_Given problem_
Write out all of the items below word for word, but leave out the pictures.

_Extracted items_
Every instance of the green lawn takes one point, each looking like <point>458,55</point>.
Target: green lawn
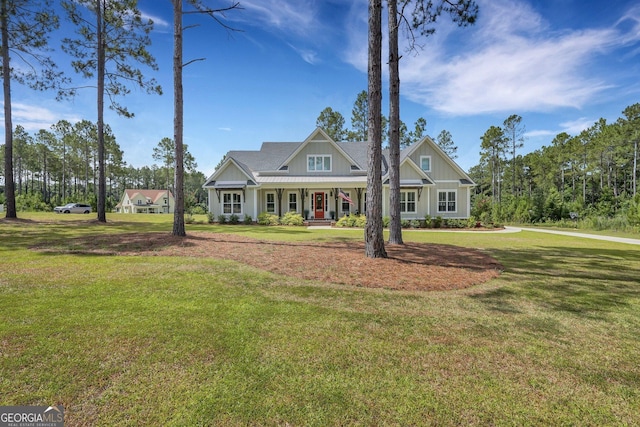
<point>150,340</point>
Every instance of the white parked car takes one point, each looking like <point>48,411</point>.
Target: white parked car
<point>73,208</point>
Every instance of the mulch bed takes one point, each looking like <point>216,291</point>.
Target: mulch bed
<point>412,266</point>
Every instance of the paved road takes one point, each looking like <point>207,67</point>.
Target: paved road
<point>571,233</point>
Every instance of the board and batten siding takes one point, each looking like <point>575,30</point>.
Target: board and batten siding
<point>440,167</point>
<point>339,164</point>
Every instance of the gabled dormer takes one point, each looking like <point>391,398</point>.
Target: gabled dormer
<point>320,155</point>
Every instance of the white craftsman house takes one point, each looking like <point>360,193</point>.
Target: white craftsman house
<point>146,201</point>
<point>310,177</point>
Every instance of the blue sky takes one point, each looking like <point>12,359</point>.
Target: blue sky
<point>560,64</point>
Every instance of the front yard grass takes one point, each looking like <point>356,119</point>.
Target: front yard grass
<point>153,340</point>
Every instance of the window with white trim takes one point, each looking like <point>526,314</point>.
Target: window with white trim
<point>293,202</point>
<point>425,163</point>
<point>232,203</point>
<point>447,200</point>
<point>408,201</point>
<point>271,202</point>
<point>319,163</point>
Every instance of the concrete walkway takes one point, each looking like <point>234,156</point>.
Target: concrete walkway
<point>574,234</point>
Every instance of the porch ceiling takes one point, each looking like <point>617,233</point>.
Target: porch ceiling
<point>320,180</point>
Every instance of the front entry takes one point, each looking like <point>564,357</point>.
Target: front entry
<point>318,205</point>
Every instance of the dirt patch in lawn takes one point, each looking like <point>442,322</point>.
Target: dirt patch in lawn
<point>412,266</point>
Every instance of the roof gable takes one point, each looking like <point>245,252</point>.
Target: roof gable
<point>152,195</point>
<point>319,135</point>
<point>407,152</point>
<point>230,162</point>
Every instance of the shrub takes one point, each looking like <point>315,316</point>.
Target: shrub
<point>292,218</point>
<point>265,218</point>
<point>352,221</point>
<point>456,223</point>
<point>198,210</point>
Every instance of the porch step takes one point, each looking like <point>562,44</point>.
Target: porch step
<point>319,223</point>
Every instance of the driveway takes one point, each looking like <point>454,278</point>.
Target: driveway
<point>574,234</point>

_Output_
Every instance of the green lawn takes one point, each looking like <point>458,55</point>.
Target: green lawn
<point>150,340</point>
Every instance of the white parked car takes one point, each looking like <point>48,411</point>.
Target: white parked car
<point>73,208</point>
Every instance of the mulch bed takes one point, each looking like <point>216,291</point>.
Target: mulch bed
<point>412,266</point>
Every instance of the paved road takes one point, each looking like <point>207,67</point>.
Target: paved road
<point>571,233</point>
Every instance of the board and batten siding takes one point, each looking like <point>575,30</point>.
Target: board and batten siding
<point>440,167</point>
<point>339,164</point>
Every instance of the gabled dormer takes one point, each looking like <point>391,398</point>.
Target: gabled dormer
<point>320,155</point>
Every instance of the white craftsman house takes one point, each looking like <point>360,193</point>.
Target: white craftsman house
<point>146,201</point>
<point>310,177</point>
Every instance of the blue sky takes one point, each looking like <point>12,359</point>.
Target: blue sky
<point>560,64</point>
Every instance of the front yard grass takes one point, each looking like <point>356,119</point>.
Target: front yard grass
<point>153,340</point>
Every instance of the window with white trim takes one point, each looking like <point>526,314</point>.
Target: window with white trim
<point>293,202</point>
<point>425,163</point>
<point>232,203</point>
<point>447,200</point>
<point>408,201</point>
<point>271,202</point>
<point>319,163</point>
Every instance of the concrete walkway takes one point, each looking like <point>234,156</point>.
Target: concrete walkway
<point>574,234</point>
Every instance of the porch ceiling takes one point, each looking like <point>617,233</point>.
Target: porch ceiling
<point>320,180</point>
Every instance of the front entry takes one point, each looking like <point>564,357</point>.
Target: front entry
<point>318,205</point>
Every instance of the dirt patch in lawn takes one point, each looking like <point>442,322</point>.
Target: dirt patch in lawn
<point>412,266</point>
Every instance of the roof gable takes one point, each looking like <point>245,252</point>.
Target: roof gable
<point>152,195</point>
<point>319,135</point>
<point>407,152</point>
<point>230,162</point>
Every instance of the shrub takes one point, each looking like <point>315,316</point>.
Target: shrub
<point>292,218</point>
<point>265,218</point>
<point>352,221</point>
<point>456,223</point>
<point>198,210</point>
Every instance of the porch step takes one point, each looking like <point>562,44</point>.
Target: porch step
<point>319,223</point>
Every instance of the driveway takes one point, each looking like <point>454,278</point>.
Target: driveway
<point>574,234</point>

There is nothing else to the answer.